*STATED PROBLEM A*.
Decide whether each statement below agrees with the seriation text, answering yes or no and quoting the exact words of the text that settle it: (i) the dendrogram leaf order methods build a dendrogram by hierarchical clustering; (ii) the dimensionality reduction methods reduce the data to two dimensions; (iii) OLO is hierarchical clustering with optimal leaf ordering.

*PASSAGE SHOWN*.

*-*-*

Seriation methods for dissimilarity data reorder the set of objects in the data. 
The methods fall into several groups based on the criteria they 
try to optimize, constraints (like dendrograms), and the algorithmic approach.

### Dendrogram leaf order

These methods create a dendrogram using hierarchical clustering and then derive 
the seriation order from the leaf order in the dendrogram. 
Leaf reordering may be applied.
 
 *  **DendSer** - Dendrogram seriation heuristic to optimize various criteria
 *  **GW** - Hierarchical clustering reordered by the Gruvaeus and Wainer heuristic 
 *  **HC** - Hierarchical clustering (single link, avg. link, complete link) 
 *  **OLO** - Hierarchical clustering with optimal leaf ordering 
 
### Dimensionality reduction  

Find a seriation order by reducing the dimensionality to 1 dimension. This is typically done
by minimizing a stress measure or the reconstruction error.

 *  **MDS** - classical metric multidimensional scaling
 *  **MDS_angle** - order by the angular order in the 2D MDS projection space split by the larges gap
 *  **isoMDS** -  1D Krusakl's non-metric multidimensional scaling
 *  **isomap** -  1D isometric feature mapping ordination
 *  **monoMDS** - order along 1D global and local non-metric multidimensional scaling using monotone regression (NMDS)

*-*-*

*INFORMATION SUPPLIED*.

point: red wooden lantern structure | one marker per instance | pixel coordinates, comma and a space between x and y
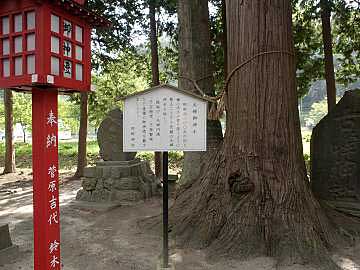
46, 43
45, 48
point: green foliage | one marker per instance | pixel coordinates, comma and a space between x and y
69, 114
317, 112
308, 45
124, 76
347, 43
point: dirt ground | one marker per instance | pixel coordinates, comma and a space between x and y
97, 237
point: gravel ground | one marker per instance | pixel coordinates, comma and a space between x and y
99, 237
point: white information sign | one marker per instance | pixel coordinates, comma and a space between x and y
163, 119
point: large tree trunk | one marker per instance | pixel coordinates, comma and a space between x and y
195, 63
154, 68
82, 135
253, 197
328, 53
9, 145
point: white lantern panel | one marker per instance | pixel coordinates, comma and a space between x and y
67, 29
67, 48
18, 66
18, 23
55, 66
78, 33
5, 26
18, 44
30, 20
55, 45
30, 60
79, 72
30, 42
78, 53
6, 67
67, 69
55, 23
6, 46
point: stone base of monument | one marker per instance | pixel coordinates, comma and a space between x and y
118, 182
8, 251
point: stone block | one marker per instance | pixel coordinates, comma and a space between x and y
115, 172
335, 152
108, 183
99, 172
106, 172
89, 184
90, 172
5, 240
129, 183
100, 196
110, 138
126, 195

*-*-*

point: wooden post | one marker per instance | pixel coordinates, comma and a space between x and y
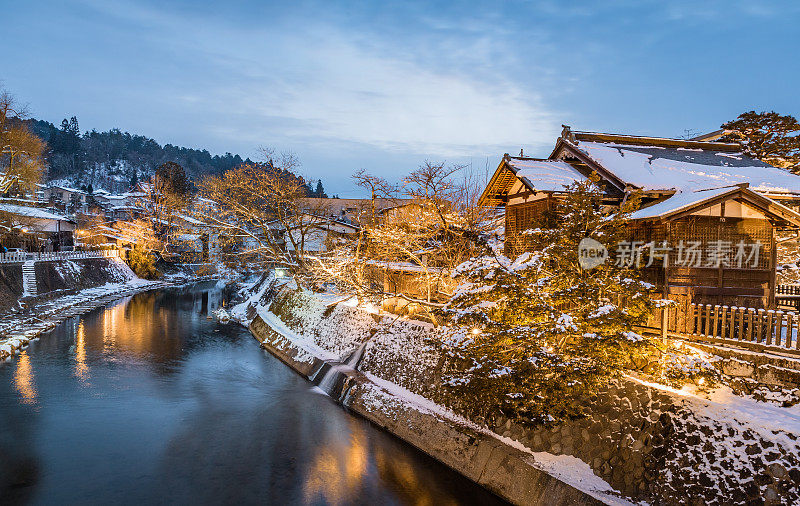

*-*-*

*STATED PROBLEM B*.
Gather every line of the records that contains the string "pixel", treating case as significant.

*CORRECT RESPONSE A*.
(i) Yes: "These methods create a dendrogram using hierarchical clustering"
(ii) No: "reducing the dimensionality to 1 dimension"
(iii) Yes: "Hierarchical clustering with optimal leaf ordering"

*CORRECT RESPONSE B*.
point: red wooden lantern structure | one marker per instance | pixel coordinates, comma and a space between x and y
point: green foliage | one marker per instance | pixel coordinates, comma and a space between x and y
point: dirt ground | one marker per instance | pixel coordinates, comma and a space between x and y
point: gravel ground | one marker per instance | pixel coordinates, comma and a space between x and y
point: white information sign | one marker per instance | pixel coordinates, comma and a space between x and y
point: large tree trunk | one marker per instance | pixel coordinates, comma and a space between x and y
point: white lantern panel | one marker per instance | pixel coordinates, comma and a space between x and y
point: stone base of monument | one marker per instance | pixel coordinates, comma and a space between x and y
point: stone block | one marker per instance | pixel coordinates, comma and a space between x and y
point: wooden post | one marker per instance | pixel coordinates, comma and a space between x and y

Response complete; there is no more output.